» **EXTRACT TO READ**
Bases: sage.symbolic.expression_conversions.ExpressionTreeWalker

Class for simplifying square roots in the real domain, by walking the expression tree.

The end user interface is the function simplify_sqrt_real().

INPUT:

ex – a symbolic expression

EXAMPLES:

Let us consider the square root of an exact square under some assumption:

sage: assume(x<1)
sage: a = sqrt(x^2-2*x+1)

The method simplify_full() is ineffective on such an expression:

sage: a.simplify_full()
sqrt(x^2 - 2*x + 1)

and the more aggressive method canonicalize_radical() yields a wrong result, given that \(x<1\):

sage: a.canonicalize_radical()  # wrong output!
x - 1

We construct a SimplifySqrtReal object s from the symbolic expression a:

sage: from sage.manifolds.utilities import SimplifySqrtReal
sage: s = SimplifySqrtReal(a)

We use the __call__ method to walk the expression tree and produce a correctly simplified expression:

sage: s()
-x + 1

Calling the simplifier s with an expression actually simplifies this expression:

sage: s(a)  # same as s() since s is built from a
-x + 1
sage: s(sqrt(x^2))
abs(x)
sage: s(sqrt(1+sqrt(x^2-2*x+1)))  # nested sqrt's
sqrt(-x + 2)

» **STATED PROBLEM A**
Copy the entries verbatim from the line with "TARGET = box truck" to the line with "column 48, row 84", including both of those lines.
The SageMath documentation and the entries are unrelated to each other.

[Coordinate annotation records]

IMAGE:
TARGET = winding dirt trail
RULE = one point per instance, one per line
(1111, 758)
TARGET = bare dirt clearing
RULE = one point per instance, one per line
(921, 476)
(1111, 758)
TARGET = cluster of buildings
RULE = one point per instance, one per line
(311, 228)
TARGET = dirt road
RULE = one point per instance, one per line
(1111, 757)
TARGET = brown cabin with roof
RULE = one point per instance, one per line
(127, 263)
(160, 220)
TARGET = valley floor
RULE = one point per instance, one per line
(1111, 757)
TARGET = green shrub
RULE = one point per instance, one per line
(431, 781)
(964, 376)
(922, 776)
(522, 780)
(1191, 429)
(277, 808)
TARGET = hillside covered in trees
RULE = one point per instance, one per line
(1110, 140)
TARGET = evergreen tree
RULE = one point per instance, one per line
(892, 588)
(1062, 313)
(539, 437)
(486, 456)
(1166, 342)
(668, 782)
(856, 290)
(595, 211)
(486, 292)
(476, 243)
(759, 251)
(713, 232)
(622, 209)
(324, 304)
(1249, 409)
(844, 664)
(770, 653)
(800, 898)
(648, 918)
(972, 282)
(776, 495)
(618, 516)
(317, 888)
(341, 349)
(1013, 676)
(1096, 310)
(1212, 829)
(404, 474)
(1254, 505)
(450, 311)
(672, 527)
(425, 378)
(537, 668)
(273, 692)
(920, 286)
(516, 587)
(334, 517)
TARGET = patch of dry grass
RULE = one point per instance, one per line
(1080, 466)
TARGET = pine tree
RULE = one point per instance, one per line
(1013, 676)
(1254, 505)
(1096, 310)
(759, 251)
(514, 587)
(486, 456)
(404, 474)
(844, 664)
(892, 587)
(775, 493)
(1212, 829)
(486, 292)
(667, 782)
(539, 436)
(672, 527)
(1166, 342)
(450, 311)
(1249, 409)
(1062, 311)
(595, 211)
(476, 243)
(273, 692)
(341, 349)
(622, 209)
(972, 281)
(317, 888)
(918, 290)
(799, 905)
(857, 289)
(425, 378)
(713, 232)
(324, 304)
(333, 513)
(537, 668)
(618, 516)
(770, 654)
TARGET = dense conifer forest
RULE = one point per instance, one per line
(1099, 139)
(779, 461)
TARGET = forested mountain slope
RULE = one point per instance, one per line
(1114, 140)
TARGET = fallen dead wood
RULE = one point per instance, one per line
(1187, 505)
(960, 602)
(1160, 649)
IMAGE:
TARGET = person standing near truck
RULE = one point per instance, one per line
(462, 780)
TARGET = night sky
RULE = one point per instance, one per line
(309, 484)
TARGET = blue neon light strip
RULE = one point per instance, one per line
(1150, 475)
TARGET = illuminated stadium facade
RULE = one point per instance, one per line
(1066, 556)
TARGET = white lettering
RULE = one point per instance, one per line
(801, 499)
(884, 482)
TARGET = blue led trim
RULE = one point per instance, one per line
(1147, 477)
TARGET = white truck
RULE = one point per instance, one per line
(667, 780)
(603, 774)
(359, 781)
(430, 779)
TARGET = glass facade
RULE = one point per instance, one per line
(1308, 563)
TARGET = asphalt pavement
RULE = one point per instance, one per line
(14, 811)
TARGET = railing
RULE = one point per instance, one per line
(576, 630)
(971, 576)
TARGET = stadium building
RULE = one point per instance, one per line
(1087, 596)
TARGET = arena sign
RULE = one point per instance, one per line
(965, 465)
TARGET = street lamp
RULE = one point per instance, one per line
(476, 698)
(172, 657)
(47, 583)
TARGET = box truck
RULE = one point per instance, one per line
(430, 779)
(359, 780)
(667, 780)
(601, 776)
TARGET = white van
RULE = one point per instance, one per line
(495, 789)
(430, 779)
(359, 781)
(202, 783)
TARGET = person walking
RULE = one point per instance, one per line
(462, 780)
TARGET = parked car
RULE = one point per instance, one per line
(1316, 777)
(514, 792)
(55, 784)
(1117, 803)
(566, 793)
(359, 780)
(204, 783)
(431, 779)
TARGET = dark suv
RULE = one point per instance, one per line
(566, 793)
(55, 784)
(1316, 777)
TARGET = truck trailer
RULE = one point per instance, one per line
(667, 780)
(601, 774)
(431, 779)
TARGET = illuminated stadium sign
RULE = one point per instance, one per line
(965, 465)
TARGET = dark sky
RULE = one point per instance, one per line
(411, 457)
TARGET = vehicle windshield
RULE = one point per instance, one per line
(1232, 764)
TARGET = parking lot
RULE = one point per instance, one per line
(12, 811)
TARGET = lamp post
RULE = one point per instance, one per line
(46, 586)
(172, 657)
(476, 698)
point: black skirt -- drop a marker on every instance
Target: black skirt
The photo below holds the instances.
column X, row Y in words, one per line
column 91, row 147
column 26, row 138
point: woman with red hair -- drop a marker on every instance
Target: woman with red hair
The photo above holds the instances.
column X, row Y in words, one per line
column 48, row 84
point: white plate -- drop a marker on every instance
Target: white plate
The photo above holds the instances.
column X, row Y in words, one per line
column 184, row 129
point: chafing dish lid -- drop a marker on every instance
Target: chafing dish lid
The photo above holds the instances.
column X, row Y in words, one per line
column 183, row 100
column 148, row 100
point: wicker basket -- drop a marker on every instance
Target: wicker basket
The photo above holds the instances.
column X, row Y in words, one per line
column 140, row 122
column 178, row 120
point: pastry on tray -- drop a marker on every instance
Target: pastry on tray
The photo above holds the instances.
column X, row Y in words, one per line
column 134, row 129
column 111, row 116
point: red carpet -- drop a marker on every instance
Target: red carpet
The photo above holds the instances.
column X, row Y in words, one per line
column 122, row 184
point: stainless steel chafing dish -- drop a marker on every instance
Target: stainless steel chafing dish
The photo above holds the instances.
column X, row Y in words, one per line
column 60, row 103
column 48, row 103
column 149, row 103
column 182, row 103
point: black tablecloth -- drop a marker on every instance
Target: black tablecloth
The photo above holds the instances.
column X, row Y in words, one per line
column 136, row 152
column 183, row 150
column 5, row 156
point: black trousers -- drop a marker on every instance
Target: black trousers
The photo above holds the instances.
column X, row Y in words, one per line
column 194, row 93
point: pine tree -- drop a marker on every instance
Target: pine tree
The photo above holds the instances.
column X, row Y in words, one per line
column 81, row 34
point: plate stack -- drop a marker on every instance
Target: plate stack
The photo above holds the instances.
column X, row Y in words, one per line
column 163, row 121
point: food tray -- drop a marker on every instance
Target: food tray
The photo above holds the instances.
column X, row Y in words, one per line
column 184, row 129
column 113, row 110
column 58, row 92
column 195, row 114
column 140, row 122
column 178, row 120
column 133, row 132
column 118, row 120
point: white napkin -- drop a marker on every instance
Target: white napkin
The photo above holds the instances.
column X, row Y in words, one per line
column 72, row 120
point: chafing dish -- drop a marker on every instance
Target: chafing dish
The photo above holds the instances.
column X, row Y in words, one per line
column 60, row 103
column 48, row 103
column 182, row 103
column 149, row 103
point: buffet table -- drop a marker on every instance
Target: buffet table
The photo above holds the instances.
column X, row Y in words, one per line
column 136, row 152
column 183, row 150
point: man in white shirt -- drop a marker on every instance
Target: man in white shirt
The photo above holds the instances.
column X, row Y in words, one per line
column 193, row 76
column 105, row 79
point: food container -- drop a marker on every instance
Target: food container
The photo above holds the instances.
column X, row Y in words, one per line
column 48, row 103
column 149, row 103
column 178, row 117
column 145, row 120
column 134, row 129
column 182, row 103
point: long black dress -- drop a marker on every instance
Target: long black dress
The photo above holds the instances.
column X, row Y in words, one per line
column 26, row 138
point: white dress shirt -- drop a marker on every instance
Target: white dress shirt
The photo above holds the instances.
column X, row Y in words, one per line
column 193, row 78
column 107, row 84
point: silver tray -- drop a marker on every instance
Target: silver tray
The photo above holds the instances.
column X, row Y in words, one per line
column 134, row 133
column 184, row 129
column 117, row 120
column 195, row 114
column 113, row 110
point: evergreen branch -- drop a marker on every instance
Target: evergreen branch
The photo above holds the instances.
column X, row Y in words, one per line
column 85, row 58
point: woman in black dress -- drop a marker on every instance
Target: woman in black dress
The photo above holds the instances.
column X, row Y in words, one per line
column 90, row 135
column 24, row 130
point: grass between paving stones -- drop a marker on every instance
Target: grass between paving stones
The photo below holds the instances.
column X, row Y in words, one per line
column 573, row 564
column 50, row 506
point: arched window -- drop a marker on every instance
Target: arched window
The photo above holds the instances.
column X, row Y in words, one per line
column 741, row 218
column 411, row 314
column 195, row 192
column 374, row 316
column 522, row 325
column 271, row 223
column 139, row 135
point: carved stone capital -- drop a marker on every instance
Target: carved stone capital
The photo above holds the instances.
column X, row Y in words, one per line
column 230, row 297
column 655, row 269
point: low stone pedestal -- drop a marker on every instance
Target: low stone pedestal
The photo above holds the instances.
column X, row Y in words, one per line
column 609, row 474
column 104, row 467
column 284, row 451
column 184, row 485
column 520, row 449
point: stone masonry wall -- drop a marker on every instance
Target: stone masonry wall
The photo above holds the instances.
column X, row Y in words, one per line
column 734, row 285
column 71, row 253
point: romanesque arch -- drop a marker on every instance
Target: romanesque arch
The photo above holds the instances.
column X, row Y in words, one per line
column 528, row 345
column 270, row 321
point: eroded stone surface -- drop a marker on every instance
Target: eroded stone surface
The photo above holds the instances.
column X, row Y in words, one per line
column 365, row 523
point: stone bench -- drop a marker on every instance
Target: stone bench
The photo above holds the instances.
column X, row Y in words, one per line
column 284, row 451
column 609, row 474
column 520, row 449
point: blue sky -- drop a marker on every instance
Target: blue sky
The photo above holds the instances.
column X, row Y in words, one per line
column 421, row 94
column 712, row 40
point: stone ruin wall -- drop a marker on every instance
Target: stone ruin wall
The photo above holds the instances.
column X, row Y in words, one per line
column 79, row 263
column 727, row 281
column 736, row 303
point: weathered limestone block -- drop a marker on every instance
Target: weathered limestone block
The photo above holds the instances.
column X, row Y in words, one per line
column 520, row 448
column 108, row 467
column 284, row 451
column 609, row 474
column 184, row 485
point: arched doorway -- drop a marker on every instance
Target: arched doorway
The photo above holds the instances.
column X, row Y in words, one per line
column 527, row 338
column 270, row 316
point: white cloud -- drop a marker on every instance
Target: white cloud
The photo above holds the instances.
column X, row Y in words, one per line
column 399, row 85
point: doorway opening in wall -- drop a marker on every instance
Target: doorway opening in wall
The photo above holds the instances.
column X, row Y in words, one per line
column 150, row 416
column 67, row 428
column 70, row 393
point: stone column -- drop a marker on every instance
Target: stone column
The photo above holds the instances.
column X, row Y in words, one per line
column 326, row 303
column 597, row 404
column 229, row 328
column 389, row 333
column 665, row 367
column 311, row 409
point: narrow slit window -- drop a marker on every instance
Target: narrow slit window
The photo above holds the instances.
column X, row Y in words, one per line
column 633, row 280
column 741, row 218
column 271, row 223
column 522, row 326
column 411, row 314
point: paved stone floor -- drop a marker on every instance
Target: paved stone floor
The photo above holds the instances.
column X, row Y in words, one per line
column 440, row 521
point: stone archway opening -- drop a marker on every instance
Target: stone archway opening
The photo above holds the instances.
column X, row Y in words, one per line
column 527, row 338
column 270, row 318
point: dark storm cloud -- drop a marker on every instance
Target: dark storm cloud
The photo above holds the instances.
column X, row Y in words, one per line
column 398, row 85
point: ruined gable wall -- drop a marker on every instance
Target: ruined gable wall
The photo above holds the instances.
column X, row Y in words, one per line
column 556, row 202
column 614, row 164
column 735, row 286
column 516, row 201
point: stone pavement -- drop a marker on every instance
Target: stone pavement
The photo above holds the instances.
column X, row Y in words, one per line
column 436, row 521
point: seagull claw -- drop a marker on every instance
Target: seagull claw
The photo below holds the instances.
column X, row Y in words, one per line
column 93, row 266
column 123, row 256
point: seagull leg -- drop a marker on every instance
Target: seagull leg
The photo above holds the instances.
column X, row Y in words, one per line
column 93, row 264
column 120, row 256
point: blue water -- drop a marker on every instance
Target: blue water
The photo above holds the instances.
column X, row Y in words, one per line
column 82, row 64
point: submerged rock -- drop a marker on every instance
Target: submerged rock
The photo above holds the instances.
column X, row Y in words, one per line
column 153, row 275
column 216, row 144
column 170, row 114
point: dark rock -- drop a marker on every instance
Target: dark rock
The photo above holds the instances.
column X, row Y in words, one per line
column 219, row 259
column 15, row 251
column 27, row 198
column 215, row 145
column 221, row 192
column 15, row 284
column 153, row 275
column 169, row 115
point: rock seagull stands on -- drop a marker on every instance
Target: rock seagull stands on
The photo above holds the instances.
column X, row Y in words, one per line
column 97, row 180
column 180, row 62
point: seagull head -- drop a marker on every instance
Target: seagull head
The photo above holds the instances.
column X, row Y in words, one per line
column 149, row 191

» **STATED PROBLEM B**
Repeat the SageMath documentation word for word from "sage: a.simplify_full()" to "# wrong output!".

» **EXERCISE RESPONSE A**
TARGET = box truck
RULE = one point per instance, one per line
(430, 779)
(359, 780)
(667, 780)
(601, 776)
TARGET = white van
RULE = one point per instance, one per line
(495, 789)
(430, 779)
(359, 781)
(202, 783)
TARGET = person walking
RULE = one point per instance, one per line
(462, 780)
TARGET = parked car
RULE = one point per instance, one per line
(1316, 777)
(514, 792)
(55, 784)
(1117, 803)
(566, 793)
(359, 780)
(204, 783)
(431, 779)
TARGET = dark suv
RULE = one point per instance, one per line
(566, 793)
(55, 784)
(1316, 777)
TARGET = truck trailer
RULE = one point per instance, one per line
(667, 780)
(601, 774)
(431, 779)
TARGET = illuminated stadium sign
RULE = one point per instance, one per line
(965, 465)
TARGET = dark sky
RULE = one point per instance, one per line
(411, 457)
TARGET = vehicle windshield
RULE = one point per instance, one per line
(1232, 764)
TARGET = parking lot
RULE = one point per instance, one per line
(12, 811)
TARGET = lamp post
RULE = one point per instance, one per line
(46, 586)
(172, 657)
(476, 698)
point: black skirt -- drop a marker on every instance
Target: black skirt
The photo below holds the instances.
column X, row Y in words, one per line
column 91, row 147
column 26, row 138
point: woman with red hair -- drop a marker on every instance
Target: woman with red hair
The photo above holds the instances.
column X, row Y in words, one per line
column 48, row 84

» **EXERCISE RESPONSE B**
sage: a.simplify_full()
sqrt(x^2 - 2*x + 1)

and the more aggressive method canonicalize_radical() yields a wrong result, given that \(x<1\):

sage: a.canonicalize_radical()  # wrong output!